Given request A ▸ Count the lines in the records below that contain the string "windshield". Give only the number.

Text section ▸
Why did you start this project?

I wanted a next generation config management solution that didn't have all of the design flaws or limitations that the current generation of tools do, and no tool existed!

Why did you choose golang for the project?

When I started working on the project, I needed to choose a language that already had an implementation of a distributed consensus algorithm available. That meant Paxos or Raft. Golang was one language that actually had two different Raft implementations, etcd, and consul. Other design requirements included something that was reasonably fast, typed and memory-safe, and suited for systems engineering. After a reasonably extensive search, I chose golang. I think it was the right decision. There are a number of other features of the language which helped influence the decision.

How do I contribute to the project if I don't know golang?

There are many different ways you can contribute to the project. They can be broadly divided into two main categories:

  1. With contributions written in golang
  2. With contributions not written in golang

If you do not know golang, and have no desire to learn, you can still contribute to mgmt by using it, testing it, writing docs, or even just by telling your friends about it. If you don't mind some coding, learning about the mgmt language might be an enjoyable experience for you. It is a small DSL and not a general purpose programming language, and you might find it more fun than what you're typically used to. One of the reasons the mgmt author got into writing automation modules, was because he found it much more fun to build with a higher level DSL, than in a general purpose programming language.

If you do not know golang, and would like to learn, are a beginner and want to improve your skills, or want to gain some great interdisciplinary systems engineering knowledge around a cool automation project, we're happy to mentor you. Here are some pre-requisites steps which we recommend:

  1. Make sure you have a somewhat recent GNU/Linux environment to hack on. A recent Fedora or Debian environment is recommended. Developing, testing, and contributing on macOS or Windows will be either more difficult or impossible.
  2. Ensure that you're mildly comfortable with the basics of using git. You can find a number of tutorials online.
  3. Spend between four to six hours with the golang tour. Skip over the longer problems, but try and get a solid overview of everything. If you forget something, you can always go back and repeat those parts.
  4. Connect to our #mgmtconfig IRC channel on the Freenode network. You can use any IRC client that you'd like, but the hosted web portal will suffice if you don't know what else to use.
  5. Now it's time to try and starting writing a patch! We have tagged a bunch of open issues as #mgmtlove for new users to have somewhere to get involved. Look through them to see if something interests you. If you find one, let us know you're working on it by leaving a comment in the ticket. We'll be around to answer questions in the IRC channel, and to create new issues if there wasn't something that fit your interests. When you submit a patch, we'll review it and give you some feedback. Over time, we hope you'll learn a lot while supporting the project! Now get hacking!

Is this project ready for production?

It's getting pretty close. I'm able to write modules for it now!

Compared to some existing automation tools out there, mgmt is a relatively new project. It is probably not as feature complete as some other software, but it also offers a number of features which are not currently available elsewhere.

Because we have not released a 1.0 release yet, we are not guaranteeing stability of the internal or external API's. We only change them if it's really necessary, and we don't expect anything particularly drastic to occur. We would expect it to be relatively easy to adapt your code if such changes happened.

As with all software, bugs can occur, and while we make no guarantees of being bug-free, there are a number of things we've done to reduce the chances of one causing you trouble:

  1. Our software is written in golang, which is a memory-safe language, and which is known to reduce or eliminate entire classes of bugs.

Dataset entries ▸
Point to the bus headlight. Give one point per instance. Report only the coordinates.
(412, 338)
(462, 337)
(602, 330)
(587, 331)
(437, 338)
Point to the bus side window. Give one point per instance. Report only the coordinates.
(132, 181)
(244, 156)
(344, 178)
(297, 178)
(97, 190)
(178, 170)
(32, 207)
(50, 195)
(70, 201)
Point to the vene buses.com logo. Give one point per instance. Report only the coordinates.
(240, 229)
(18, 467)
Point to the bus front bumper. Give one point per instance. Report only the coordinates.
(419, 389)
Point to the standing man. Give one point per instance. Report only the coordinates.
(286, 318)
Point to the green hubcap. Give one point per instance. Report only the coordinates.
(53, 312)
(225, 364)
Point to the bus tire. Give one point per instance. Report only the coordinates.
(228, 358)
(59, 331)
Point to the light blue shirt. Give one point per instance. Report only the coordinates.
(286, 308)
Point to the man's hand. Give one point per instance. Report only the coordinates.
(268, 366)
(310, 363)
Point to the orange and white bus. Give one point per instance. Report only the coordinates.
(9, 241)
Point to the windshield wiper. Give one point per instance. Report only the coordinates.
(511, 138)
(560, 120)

Given request B ▸ In the project FAQ above, how long does the recommended time with the golang tour run?

Task output A ▸ 1

Task output B ▸ Between four and six hours.